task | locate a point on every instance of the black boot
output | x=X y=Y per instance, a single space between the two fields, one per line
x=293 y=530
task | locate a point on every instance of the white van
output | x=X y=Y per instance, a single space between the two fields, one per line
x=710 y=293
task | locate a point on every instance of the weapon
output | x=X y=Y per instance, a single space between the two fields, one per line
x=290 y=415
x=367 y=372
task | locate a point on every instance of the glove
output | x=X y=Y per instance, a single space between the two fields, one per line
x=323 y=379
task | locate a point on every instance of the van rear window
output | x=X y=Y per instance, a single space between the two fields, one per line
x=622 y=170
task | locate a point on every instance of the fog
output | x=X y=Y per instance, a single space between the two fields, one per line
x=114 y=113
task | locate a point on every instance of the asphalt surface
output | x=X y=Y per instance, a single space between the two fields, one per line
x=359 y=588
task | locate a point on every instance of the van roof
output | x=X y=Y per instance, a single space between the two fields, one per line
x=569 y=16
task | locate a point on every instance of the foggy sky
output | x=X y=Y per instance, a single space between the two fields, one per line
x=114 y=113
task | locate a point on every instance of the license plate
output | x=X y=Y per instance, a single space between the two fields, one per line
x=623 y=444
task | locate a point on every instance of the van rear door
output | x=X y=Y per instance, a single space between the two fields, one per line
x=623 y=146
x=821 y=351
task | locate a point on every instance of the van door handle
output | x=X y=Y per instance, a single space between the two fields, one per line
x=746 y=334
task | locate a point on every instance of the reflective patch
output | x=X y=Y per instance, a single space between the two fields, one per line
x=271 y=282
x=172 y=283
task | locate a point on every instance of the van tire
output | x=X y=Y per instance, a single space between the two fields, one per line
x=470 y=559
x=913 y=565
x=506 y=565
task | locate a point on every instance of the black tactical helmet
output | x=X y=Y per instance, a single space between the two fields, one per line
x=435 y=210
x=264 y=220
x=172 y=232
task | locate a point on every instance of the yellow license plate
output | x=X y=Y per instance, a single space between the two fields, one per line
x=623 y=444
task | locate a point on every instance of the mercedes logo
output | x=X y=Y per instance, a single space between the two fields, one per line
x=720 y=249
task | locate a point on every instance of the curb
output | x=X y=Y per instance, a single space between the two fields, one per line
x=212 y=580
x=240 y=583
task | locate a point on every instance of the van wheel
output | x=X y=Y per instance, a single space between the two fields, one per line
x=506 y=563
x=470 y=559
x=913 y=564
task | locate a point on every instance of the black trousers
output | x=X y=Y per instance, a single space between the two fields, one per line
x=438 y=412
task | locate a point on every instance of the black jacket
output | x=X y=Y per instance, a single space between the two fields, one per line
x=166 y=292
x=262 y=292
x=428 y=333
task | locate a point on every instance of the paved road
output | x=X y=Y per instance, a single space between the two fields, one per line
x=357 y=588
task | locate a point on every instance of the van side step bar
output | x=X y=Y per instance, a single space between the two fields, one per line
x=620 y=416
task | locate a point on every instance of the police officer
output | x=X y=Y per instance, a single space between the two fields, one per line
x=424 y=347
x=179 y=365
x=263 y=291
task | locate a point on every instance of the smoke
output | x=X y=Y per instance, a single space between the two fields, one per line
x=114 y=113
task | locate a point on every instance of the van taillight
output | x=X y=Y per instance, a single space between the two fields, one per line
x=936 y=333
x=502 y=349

★ ★ ★ ★ ★

Gestellte Aufgabe: Kopieren Sie sämtliche obigen Zeilen unverändert und vollständig.

Antwort zur Aufgabe:
task | locate a point on every instance of the black boot
output | x=X y=Y per instance, a single space between the two fields, one per line
x=293 y=530
task | locate a point on every instance of the white van
output | x=X y=Y per instance, a single space between the two fields, one per line
x=710 y=293
task | locate a point on every instance of the weapon
output | x=X y=Y per instance, a single space between the two fields, one per line
x=290 y=415
x=367 y=372
task | locate a point on every instance of the glove
output | x=X y=Y per instance, a single space between the two fields, one per line
x=323 y=379
task | locate a point on every instance of the van rear window
output | x=X y=Y per instance, a single space between the two fields, one per line
x=622 y=170
task | locate a point on every instance of the fog
output | x=X y=Y per instance, a single space between the two fields, one per line
x=114 y=113
task | locate a point on every instance of the asphalt surface
output | x=X y=Y per instance, a single space between the two fields, one per line
x=359 y=588
task | locate a point on every instance of the van roof
output | x=X y=Y per instance, a single space between the two fields, one per line
x=569 y=16
task | locate a point on every instance of the foggy sky
output | x=X y=Y per instance, a single space between the two fields, one per line
x=114 y=113
task | locate a point on every instance of the license plate
output | x=X y=Y per instance, a single space between the two fields, one per line
x=623 y=444
task | locate a point on every instance of the van rear door
output | x=X y=Y per instance, a single space between the two fields, one per line
x=623 y=146
x=821 y=351
task | locate a point on every instance of the van door handle
output | x=X y=Y per instance, a single space between the two fields, one per line
x=746 y=334
task | locate a point on every instance of the reflective patch
output | x=X y=Y per instance, a single space between the two fields, one per line
x=271 y=282
x=172 y=283
task | locate a point on every instance of the van tire
output | x=X y=Y per instance, a single space between the two fields, one per line
x=470 y=559
x=913 y=565
x=506 y=565
task | locate a point on every instance of the black tactical helmet
output | x=X y=Y per instance, a single space between the two fields, one per line
x=435 y=210
x=264 y=220
x=172 y=232
task | locate a point on every instance of the yellow license plate
output | x=X y=Y per instance, a single space between the two fields, one per line
x=623 y=444
task | locate a point on every instance of the mercedes logo
output | x=X y=Y per instance, a single space between the two fields, one per line
x=720 y=249
task | locate a point on every instance of the curb
output | x=X y=Y per instance, a single space between the two fields, one per line
x=212 y=580
x=240 y=583
task | locate a point on every instance of the van wheel
output | x=X y=Y per instance, a single space between the two fields, one per line
x=506 y=563
x=470 y=559
x=913 y=564
task | locate a point on every instance of the black trousers
output | x=X y=Y per instance, a single space between the two fields, one per line
x=438 y=412
task | locate a point on every instance of the black jacket
output | x=X y=Y per instance, a single space between the two fields, one per line
x=166 y=292
x=262 y=292
x=428 y=333
task | locate a point on every instance of the paved road
output | x=X y=Y per instance, a single space between the two fields, one per line
x=357 y=588
task | locate a point on every instance of the van side step bar
output | x=X y=Y per instance, a single space between the two fields, one per line
x=620 y=416
task | locate a point on every instance of the police officer
output | x=X y=Y per instance, a single space between the two fields, one per line
x=424 y=347
x=179 y=365
x=263 y=291
task | locate a point on every instance of the smoke
output | x=X y=Y per instance, a single space between the two fields, one per line
x=114 y=113
task | locate a point on every instance of the van taillight
output | x=X y=Y per instance, a single space between the two fields, one per line
x=936 y=333
x=502 y=349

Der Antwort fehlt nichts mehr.